■ TEXTO FORNECIDO ■
■ ■ ■
Regenerar e resgatar a nossa humanidade são a melhor fórmula contra as alterações climáticas, não (apenas) a tecnologia.
A sustentabilidade está na moda
Se há uns anos a sustentabilidade - sobretudo nas suas dimensões do aquecimento global e alterações climáticas - eram, como diria Al Gore, uma verdade inconveniente, hoje já não é bem assim.
Pelo menos a parte da verdade - continuam a ser temas muito inconvenientes.
Fora uma percentagem mínima de negacionistas à boleia de lobbies e do status quo, o consenso sobre a urgência das matérias climáticas é praticamente total.
Naturalmente, como sempre, há países/empresas/organizações pioneiras a trilhar o futuro de que precisamos e outros mais lentos a transformar(em-se) e outros que nem reagem.
Mais do que criticar os últimos, é preciso pô-los do nosso lado porque de nada adianta que alguns países ou continentes se tornem neutros (um statement que só por si faz correr muita tinta) em carbono - é preciso consenso (e colaboração) internacional sem precendentes para evitar o colapso da Biosfera ao longo das próximas décadas.
As alterações climáticas já chegaram
Nas últimas semanas temos visto que as alterações climáticas não são um problema de amanhã - já chegaram.
Houve temperaturas máximas a serem batidas por todo o mundo - desde os Estados Unidos e Canadá à região do Ártico, Finlândia, Turquia, entre outros - a que se seguiram (e seguem) incêndios devastadores.
Mexilhões que foram cozidos vivos com o calor, plásticos de automóveis e de cabos elétricos a derreter, cheias catastróficas espalhadas pela Europa, a seca cada vez mais evidente em países como Portugal…
Infelizmente, à medida que chegamos cada vez mais perto de ultrapassar os limites de auto-regulação da Biosfera, as previsões não são animadoras, antes pelo contrário.
Inclusive aquilo que julgávamos ser uma ajuda, pode tornar-se num grave contratempo - como é o caso recente da floresta da Amazónia que passou a emitir mais gases de efeito de estufa do que aqueles que absorve e acumula.
As soluções para os problemas ambientai
O que também é consensual é que estas mudanças têm mão humana e que têm de ser encontradas soluções.
■ ■ ■
■ ENTRADAS DE DADOS ■
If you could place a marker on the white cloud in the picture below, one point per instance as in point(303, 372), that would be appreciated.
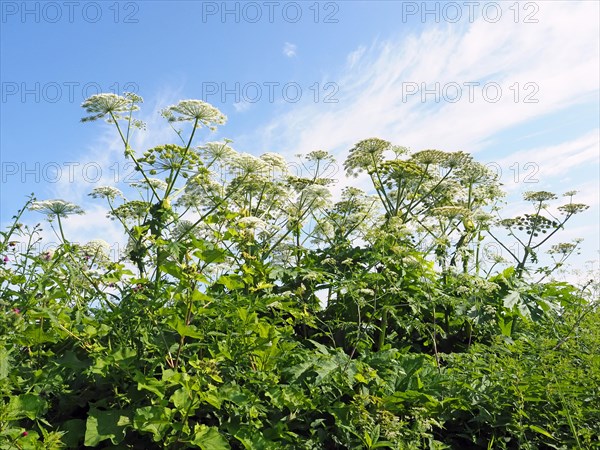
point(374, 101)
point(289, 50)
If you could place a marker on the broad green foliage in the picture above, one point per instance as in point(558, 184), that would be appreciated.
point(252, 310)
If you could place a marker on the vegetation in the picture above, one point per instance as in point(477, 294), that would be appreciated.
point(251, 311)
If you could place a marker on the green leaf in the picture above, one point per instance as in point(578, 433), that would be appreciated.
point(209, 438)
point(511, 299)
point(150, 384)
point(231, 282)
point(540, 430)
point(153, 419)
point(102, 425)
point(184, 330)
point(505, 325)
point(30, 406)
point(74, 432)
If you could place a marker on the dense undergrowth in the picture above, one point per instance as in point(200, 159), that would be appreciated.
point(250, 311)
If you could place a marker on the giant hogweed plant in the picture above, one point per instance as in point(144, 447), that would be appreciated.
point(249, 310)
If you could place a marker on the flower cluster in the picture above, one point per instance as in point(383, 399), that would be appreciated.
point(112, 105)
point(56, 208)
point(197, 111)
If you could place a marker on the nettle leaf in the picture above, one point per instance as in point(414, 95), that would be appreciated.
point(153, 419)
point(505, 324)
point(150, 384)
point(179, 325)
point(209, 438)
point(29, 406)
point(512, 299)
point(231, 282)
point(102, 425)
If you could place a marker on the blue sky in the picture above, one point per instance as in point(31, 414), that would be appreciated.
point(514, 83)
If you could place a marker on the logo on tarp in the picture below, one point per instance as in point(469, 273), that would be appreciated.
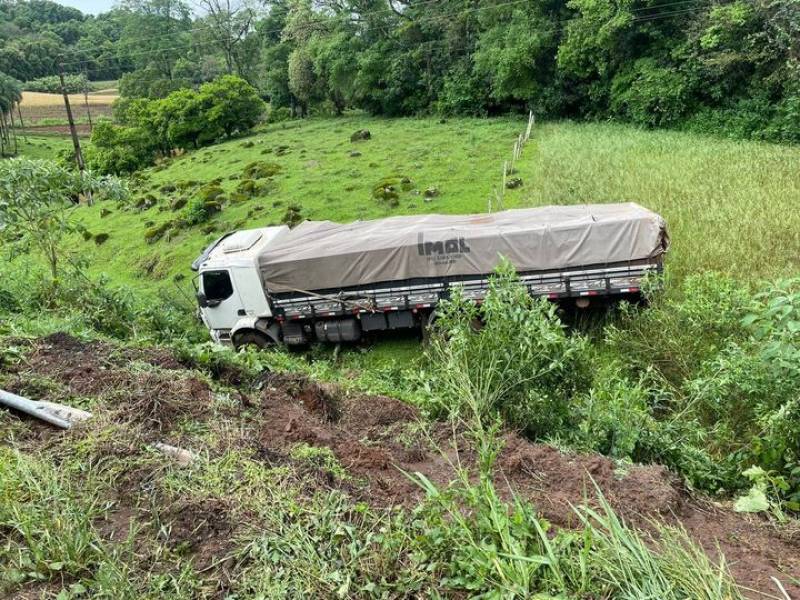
■ ■ ■
■ TAREFAS E EXERCÍCIOS ■
a: Responda às perguntas sobre o texto das alterações climáticas:
(i) Que floresta passou a emitir mais gases de efeito de estufa do que aqueles que absorve e acumula?
(ii) Que animais foram cozidos vivos com o calor?
(iii) Que país é dado como exemplo de seca cada vez mais evidente?
b: Transcreva do texto das alterações climáticas o trecho que vai de "Inclusive aquilo que" a "ser encontradas soluções.".
c: Escreva o que se segue no texto das alterações climáticas, a partir do ponto em que termina.

■ RESPOSTAS DO EXERCÍCIO ■
a:
(i) A floresta da Amazónia.
(ii) Mexilhões.
(iii) Portugal.

b:
Inclusive aquilo que julgávamos ser uma ajuda, pode tornar-se num grave contratempo - como é o caso recente da floresta da Amazónia que passou a emitir mais gases de efeito de estufa do que aqueles que absorve e acumula.
As soluções para os problemas ambientai
O que também é consensual é que estas mudanças têm mão humana e que têm de ser encontradas soluções.

c:
O que é menos consensual são quais as soluções devem ser adotadas, como torná-las viáveis ou como qual a linha ténue entre como melhorar o PIB e as consequências ambientais e sociais do crescimento económico (quantitativo).
É sobre estas soluções, algumas anunciadas como sendo milagrosas ou perfeitas sem o serem (naquele que é um greenwashing que subtilmente encoraja à apatia) que nos vamos debruçar.
A solução mais importante não é perfeita
Umas das soluções mais na ordem do dia é a energia solar, i.e., largarmos as energias que resultam da queima de combustíveis fósseis como o carvão ou o gás natural e produzirmos antes energias através de painéis solares.
É uma ótima ideia: desde logo se olharmos para a Natureza vemos que a única forma de energia utilizada provém do sol.
É também uma ótima ideia considerando que o preço dos painéis solares caíram abruptamente nos últimos anos, tornando muito mais barata a sua adoção generalizada.
Infelizmente, a energia solar torna-se menos apetecível quando pensamos que o sol nem sempre brilha, sobretudo em países mais nublados.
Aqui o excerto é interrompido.